# [THE PROBLEM]
Write out, word for word, the part of the passage on the life and death drives that opens with the words containing "Freud tells us" and closes with "achieve its aim.".

#### EXTRACT

One would be hard pressed to find someone who would not value the ideal of peace, with communal harmony, accord, and cooperation marshaled in the service of social progression. But the very nature of the need for progressive unification is also dialectically opposed to destructive and regressive inclinations that derive from earlier primitive shapes of our psychic constitution we seek to act out or recover during conflict precipitated by opposition. If the desire for unification is a derivative of our original psychical ontology, then both progressive and regressive desires may be said to emanate from the same mental (symbiotic) configurations which may further possibly serve the same aim. Both seek unity or peace of a different kind and in a different form: one through the attainment of higher integrated complexities, the other a wish to return to the warm blanket of its initial undifferentiated beginning--unity is nevertheless their goal. If the drive toward destruction is responsible for both progress and regress, growth and decay, then how are we to determine which one will advance and which one will succumb to the tyranny of the other? This brings into question how the nature of negativity and destruction influence the self-preservative drives in their quest for unification and mastery.

Freud tells us of two competing forces in human nature: the will toward life and the will toward death manifested as Eros or libido, the sexual force responsible for erotic life, and its antithetical companion conceived under the drive toward destruction.(23) This dual class of innate drives comprise those which seek to preserve and unite and those which seek to kill and destroy, both giving rise to what may be characterized as our caring and aggressive propensities. "Neither of these drives are any less essential than the other; the phenomena of life arise from the concurrent or mutually opposing action of both."(24) Furthermore, they scarcely operate in isolation, both borrowing from the resources of the other as an accompanied or alloyed counterpart, drawing a certain quota from the other side, which in turn modifies its aim or is even used to achieve its aim.

This union between life and death is the ontological fabric of the human mind to which all other dialectical polarities arise including the universality of Love and Hate. Self-preservation is clearly an erotic impulse but it must have aggression at its disposal in order to accomplish its task; just as in love, the aggressive drive is utilized in order to gain mastery and possession over an object in which the attachment to it brings about. While the self-preservative drives stand in stark opposition to destructive ones, the two are dialectical complementarities that effect their confluence. Here we have a similar structural dynamic of the Hegelian dialectic with negativity begetting progression in the service of achieving higher aims. Just as Being is in opposition to Nothing, so is life and death, two sides of a symmetrical relation, their necessary unity.

########
#### DATASET RECORDS

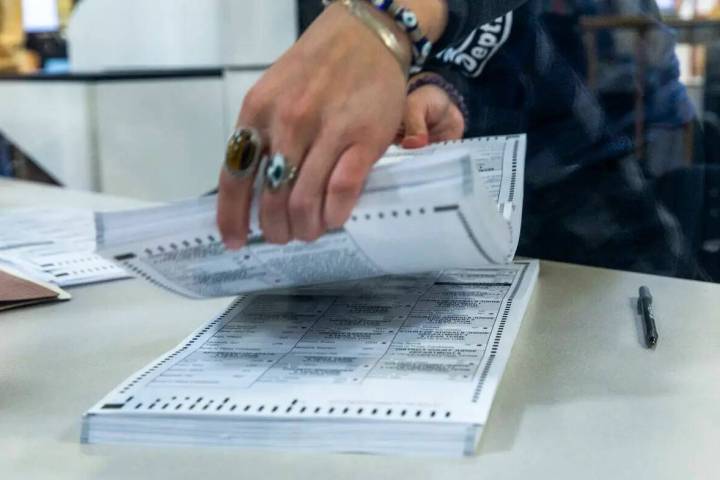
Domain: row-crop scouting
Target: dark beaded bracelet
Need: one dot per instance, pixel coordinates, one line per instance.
(438, 81)
(407, 20)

########

# [ANSWER BOX]
Freud tells us of two competing forces in human nature: the will toward life and the will toward death manifested as Eros or libido, the sexual force responsible for erotic life, and its antithetical companion conceived under the drive toward destruction.(23) This dual class of innate drives comprise those which seek to preserve and unite and those which seek to kill and destroy, both giving rise to what may be characterized as our caring and aggressive propensities. "Neither of these drives are any less essential than the other; the phenomena of life arise from the concurrent or mutually opposing action of both."(24) Furthermore, they scarcely operate in isolation, both borrowing from the resources of the other as an accompanied or alloyed counterpart, drawing a certain quota from the other side, which in turn modifies its aim or is even used to achieve its aim.